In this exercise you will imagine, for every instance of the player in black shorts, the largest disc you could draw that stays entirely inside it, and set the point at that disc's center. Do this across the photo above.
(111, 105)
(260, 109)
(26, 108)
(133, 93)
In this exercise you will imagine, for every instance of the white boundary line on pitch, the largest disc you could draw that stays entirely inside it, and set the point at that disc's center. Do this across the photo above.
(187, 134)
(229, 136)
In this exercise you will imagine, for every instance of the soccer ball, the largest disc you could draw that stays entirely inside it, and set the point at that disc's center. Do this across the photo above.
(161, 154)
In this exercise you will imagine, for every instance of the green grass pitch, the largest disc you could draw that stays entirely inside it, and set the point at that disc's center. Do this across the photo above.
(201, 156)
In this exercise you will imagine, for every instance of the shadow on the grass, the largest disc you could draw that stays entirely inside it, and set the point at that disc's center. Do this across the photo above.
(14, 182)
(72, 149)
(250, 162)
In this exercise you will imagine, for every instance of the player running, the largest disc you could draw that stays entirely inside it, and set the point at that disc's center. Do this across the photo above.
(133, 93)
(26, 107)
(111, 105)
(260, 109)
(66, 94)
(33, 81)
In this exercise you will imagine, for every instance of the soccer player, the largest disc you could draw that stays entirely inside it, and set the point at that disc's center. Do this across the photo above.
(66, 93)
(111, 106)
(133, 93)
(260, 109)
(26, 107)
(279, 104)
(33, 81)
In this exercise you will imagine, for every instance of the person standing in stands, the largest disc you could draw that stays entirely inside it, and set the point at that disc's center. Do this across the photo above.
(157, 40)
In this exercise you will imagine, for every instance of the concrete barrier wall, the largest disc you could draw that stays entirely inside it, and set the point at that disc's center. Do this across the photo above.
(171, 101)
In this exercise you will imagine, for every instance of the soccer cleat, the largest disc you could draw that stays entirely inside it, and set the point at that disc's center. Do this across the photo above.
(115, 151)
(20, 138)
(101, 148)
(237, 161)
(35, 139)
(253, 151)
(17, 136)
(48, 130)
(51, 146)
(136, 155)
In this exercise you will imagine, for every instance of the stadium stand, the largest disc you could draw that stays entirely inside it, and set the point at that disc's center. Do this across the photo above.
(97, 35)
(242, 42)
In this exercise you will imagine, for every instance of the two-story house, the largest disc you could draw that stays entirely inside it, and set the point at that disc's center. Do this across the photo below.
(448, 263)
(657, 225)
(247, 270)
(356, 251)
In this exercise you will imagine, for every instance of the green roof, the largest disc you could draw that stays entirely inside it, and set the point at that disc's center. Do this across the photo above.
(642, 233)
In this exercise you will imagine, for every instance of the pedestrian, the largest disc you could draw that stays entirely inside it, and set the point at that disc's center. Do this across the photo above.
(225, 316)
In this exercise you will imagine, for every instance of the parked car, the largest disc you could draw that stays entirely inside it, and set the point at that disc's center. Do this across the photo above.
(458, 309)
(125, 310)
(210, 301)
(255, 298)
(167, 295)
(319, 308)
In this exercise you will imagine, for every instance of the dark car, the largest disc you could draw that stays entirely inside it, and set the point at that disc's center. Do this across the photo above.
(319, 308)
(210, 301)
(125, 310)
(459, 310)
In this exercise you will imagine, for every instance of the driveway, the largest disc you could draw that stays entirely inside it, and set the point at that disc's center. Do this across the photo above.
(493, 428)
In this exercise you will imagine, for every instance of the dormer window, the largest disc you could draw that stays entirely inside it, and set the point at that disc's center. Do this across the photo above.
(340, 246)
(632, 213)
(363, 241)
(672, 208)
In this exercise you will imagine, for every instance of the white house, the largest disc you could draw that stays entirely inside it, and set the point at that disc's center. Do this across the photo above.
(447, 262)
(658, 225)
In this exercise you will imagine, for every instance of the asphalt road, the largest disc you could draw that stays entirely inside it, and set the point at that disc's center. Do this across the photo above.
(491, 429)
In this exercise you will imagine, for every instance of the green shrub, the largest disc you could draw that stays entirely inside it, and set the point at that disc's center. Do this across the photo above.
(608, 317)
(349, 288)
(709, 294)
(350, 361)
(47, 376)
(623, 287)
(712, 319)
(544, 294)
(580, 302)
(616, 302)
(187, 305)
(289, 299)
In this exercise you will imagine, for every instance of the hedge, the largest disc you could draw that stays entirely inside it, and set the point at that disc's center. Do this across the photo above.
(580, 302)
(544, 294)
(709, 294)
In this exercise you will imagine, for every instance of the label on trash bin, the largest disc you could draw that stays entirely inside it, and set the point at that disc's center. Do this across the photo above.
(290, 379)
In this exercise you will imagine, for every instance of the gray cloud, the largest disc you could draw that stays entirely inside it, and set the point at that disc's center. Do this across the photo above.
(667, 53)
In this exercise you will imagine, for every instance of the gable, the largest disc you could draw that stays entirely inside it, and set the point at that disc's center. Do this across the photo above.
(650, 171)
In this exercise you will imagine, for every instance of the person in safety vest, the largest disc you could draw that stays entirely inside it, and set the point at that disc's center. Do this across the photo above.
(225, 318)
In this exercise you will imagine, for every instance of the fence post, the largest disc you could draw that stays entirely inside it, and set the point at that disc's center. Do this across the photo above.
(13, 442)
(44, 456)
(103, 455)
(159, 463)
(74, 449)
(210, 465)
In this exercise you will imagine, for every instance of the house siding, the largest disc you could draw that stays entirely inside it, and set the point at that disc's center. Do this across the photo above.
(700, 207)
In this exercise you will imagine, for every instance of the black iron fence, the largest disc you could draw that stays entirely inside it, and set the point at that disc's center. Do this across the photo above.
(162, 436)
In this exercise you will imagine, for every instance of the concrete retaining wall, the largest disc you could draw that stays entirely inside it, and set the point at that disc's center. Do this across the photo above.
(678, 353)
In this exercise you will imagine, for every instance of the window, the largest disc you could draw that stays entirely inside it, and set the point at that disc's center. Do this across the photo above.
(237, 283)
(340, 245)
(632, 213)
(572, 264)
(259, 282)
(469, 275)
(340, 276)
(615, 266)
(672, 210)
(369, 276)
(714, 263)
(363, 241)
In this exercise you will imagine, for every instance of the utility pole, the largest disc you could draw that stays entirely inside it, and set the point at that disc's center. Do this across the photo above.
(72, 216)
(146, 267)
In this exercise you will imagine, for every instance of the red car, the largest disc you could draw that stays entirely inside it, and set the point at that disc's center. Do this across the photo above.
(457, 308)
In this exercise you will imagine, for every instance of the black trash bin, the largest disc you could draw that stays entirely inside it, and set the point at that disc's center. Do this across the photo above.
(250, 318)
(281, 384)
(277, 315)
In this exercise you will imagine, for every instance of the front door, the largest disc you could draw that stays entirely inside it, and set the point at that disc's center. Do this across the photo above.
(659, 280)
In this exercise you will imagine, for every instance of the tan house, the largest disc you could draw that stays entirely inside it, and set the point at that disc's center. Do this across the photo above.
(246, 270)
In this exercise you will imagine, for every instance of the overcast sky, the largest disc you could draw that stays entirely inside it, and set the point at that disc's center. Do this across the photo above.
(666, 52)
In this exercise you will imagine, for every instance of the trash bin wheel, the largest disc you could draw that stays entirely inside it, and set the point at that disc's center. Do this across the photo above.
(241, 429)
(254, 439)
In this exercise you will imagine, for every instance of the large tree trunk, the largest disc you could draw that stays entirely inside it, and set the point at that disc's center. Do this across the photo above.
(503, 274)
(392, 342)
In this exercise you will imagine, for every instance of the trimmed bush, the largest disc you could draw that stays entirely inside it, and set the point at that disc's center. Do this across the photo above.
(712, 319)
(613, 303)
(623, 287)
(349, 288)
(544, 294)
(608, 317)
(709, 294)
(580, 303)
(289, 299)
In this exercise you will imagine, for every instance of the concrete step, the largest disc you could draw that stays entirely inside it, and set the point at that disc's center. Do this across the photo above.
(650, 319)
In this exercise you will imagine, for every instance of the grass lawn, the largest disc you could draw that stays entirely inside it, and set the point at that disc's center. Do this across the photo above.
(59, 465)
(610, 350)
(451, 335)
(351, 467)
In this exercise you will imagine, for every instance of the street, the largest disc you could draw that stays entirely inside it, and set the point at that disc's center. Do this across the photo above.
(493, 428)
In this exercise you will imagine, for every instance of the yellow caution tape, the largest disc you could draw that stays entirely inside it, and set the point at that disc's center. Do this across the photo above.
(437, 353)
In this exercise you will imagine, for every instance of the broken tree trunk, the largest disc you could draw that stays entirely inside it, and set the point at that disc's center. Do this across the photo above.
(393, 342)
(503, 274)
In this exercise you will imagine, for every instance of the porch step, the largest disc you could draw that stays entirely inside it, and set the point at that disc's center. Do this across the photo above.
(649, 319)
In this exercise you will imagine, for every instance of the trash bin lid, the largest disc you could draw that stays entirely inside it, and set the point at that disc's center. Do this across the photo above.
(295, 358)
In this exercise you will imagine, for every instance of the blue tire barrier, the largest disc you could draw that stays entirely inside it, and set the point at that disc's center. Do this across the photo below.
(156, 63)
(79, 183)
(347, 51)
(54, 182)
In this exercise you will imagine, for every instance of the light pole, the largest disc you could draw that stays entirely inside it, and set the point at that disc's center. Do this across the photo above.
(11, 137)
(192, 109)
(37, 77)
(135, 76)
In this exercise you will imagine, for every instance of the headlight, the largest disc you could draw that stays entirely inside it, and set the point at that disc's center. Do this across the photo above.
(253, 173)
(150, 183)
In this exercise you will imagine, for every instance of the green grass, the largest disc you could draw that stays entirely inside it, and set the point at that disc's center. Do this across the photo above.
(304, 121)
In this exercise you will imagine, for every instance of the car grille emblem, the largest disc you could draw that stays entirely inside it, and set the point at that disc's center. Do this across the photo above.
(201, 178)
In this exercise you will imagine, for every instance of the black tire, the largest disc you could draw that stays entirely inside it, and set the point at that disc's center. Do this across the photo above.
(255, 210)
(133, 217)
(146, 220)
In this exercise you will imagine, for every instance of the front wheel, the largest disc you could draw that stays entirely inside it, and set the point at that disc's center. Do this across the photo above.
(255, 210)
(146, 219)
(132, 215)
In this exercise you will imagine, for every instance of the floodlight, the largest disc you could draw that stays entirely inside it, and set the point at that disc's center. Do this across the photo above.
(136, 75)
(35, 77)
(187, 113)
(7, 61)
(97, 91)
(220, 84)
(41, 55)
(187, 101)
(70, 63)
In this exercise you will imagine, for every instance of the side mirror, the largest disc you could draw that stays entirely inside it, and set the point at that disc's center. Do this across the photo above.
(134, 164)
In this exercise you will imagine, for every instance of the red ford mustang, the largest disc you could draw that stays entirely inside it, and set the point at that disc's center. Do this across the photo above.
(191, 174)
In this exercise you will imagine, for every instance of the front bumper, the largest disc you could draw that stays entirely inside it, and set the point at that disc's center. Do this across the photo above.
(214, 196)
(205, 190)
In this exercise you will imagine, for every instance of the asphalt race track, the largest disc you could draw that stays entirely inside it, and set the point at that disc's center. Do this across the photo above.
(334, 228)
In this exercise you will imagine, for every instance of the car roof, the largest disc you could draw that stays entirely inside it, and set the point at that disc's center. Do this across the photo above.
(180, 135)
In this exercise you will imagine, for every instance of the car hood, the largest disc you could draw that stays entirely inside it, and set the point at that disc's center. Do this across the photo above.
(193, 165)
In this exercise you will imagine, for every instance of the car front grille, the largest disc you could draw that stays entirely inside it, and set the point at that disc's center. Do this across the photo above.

YOUR OBJECTIVE | Begin with the line that contains "of the side" and end with the last line of the records; set down every line in that span exactly, and nothing else.

REPLY TO THE EXERCISE |
In this exercise you will imagine, for every instance of the side mirror, the largest disc you could draw that stays entirely inside it, and set the point at that disc's center. Do this across the photo above.
(134, 164)
In this exercise you will imagine, for every instance of the red ford mustang, the largest disc you could draw that stays entirely inside it, and set the point at that disc's center. Do this across the photo above.
(191, 174)
In this exercise you will imagine, for every instance of the front bumper, the largest disc you could draw that stays entirely inside it, and set the point at that disc's center. Do this across the photo above.
(214, 196)
(205, 190)
In this exercise you will imagine, for every instance of the asphalt race track, the largest disc you could draw that stays entirely inside it, and set the point at that disc's center. Do this across the photo above.
(334, 228)
In this exercise you will imagine, for every instance of the car roof, the largest disc you could draw that stays entirely inside it, and set the point at that disc's center. Do this across the photo above.
(180, 135)
In this exercise you will imagine, for every instance of the car hood, the largest disc you could draw that stays entirely inside it, and set the point at that disc's center. Do this across the photo above.
(193, 165)
In this exercise you will imagine, for every instance of the car front grille, the largest disc you could draw that stays entirely inside it, and set the point at that disc's center. Do this across the photo above.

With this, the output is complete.